_Objective_
Starting with the line that has "trees, placing one marker per instance" in it, repeat every line through the last one, word for word, and give nothing more.

# START OF Input material

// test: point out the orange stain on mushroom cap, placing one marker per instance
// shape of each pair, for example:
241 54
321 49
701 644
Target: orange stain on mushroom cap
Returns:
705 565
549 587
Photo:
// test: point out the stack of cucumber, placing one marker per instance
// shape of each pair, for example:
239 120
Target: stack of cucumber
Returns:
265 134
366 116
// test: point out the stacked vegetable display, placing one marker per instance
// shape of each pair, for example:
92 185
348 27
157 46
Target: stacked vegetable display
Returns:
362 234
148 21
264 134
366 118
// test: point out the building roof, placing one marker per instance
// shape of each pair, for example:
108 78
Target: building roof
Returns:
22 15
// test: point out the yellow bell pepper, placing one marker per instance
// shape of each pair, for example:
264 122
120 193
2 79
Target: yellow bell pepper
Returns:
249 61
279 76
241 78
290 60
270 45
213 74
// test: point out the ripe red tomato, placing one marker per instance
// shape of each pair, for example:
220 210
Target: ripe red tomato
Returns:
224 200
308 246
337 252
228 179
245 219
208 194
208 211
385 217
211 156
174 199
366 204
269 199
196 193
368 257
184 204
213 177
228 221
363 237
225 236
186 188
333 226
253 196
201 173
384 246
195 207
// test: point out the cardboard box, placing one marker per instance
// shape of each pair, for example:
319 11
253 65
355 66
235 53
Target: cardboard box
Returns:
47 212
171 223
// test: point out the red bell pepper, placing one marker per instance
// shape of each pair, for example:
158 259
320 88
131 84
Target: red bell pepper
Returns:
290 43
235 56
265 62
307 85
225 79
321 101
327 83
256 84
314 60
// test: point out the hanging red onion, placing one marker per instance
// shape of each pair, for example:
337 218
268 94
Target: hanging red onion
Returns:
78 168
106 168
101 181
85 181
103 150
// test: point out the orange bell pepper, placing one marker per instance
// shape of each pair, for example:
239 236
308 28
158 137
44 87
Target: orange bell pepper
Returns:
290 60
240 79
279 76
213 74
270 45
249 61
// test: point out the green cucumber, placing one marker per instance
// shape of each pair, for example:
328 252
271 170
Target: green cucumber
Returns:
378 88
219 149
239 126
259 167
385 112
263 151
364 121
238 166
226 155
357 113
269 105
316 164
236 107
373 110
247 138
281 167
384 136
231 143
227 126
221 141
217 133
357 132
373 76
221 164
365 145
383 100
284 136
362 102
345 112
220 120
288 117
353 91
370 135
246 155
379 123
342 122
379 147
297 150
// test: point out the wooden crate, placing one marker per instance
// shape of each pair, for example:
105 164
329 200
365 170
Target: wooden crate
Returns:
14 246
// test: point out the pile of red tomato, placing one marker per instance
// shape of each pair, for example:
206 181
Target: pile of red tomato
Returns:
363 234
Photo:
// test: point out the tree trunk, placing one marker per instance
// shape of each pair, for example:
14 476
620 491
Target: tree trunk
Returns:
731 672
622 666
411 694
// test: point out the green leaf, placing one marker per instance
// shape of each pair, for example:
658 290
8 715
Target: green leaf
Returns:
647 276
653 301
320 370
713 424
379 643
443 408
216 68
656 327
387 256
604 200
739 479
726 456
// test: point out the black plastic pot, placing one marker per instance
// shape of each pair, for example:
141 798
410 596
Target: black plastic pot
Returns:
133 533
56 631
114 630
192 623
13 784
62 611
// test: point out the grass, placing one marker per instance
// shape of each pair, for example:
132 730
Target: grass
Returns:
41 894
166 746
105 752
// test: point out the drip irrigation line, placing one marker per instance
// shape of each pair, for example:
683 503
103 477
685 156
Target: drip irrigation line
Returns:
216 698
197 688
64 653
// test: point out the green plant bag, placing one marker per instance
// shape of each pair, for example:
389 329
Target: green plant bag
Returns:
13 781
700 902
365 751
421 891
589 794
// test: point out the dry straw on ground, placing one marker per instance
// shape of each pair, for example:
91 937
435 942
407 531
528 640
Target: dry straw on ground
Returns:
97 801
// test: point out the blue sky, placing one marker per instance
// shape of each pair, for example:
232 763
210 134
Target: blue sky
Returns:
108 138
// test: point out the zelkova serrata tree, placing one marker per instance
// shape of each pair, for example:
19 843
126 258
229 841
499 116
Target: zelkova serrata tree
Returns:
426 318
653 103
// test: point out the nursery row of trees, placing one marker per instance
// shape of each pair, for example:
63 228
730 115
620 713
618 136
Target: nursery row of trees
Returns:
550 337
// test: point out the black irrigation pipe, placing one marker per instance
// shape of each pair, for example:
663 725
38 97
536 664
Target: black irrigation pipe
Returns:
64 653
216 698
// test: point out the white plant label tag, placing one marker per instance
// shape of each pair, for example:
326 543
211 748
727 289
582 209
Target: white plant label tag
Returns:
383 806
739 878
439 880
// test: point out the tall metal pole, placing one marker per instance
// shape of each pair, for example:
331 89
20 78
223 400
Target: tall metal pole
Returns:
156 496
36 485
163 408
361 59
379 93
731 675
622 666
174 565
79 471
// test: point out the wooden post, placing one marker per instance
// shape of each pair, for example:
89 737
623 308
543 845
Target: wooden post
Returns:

# END OF Input material

_Response to the task_
// test: point out the nursery row of trees, placing one marker per instance
// shape of each pair, for example:
63 228
730 115
620 713
618 136
Target: nursery row of trees
Returns:
550 337
// test: point out the black irrigation pipe, placing one marker per instance
// shape of each pair, for example:
663 725
38 97
536 664
Target: black irrigation pipe
Returns:
64 653
216 698
// test: point out the white plant label tag, placing one marker per instance
// shape of each pair, for example:
326 543
211 748
727 289
582 209
Target: white plant label tag
Returns:
383 806
739 878
439 880
// test: point out the tall metal pole, placing one marker per instance
// shape of each pair, for example:
331 89
20 78
223 400
Target: tall metal pole
Returns:
156 496
36 485
163 408
361 59
379 93
731 675
622 666
174 565
79 471
// test: point out the wooden post, placing one marker per instance
// shape of each pair, for example:
89 737
623 308
543 845
Target: wooden post
Returns:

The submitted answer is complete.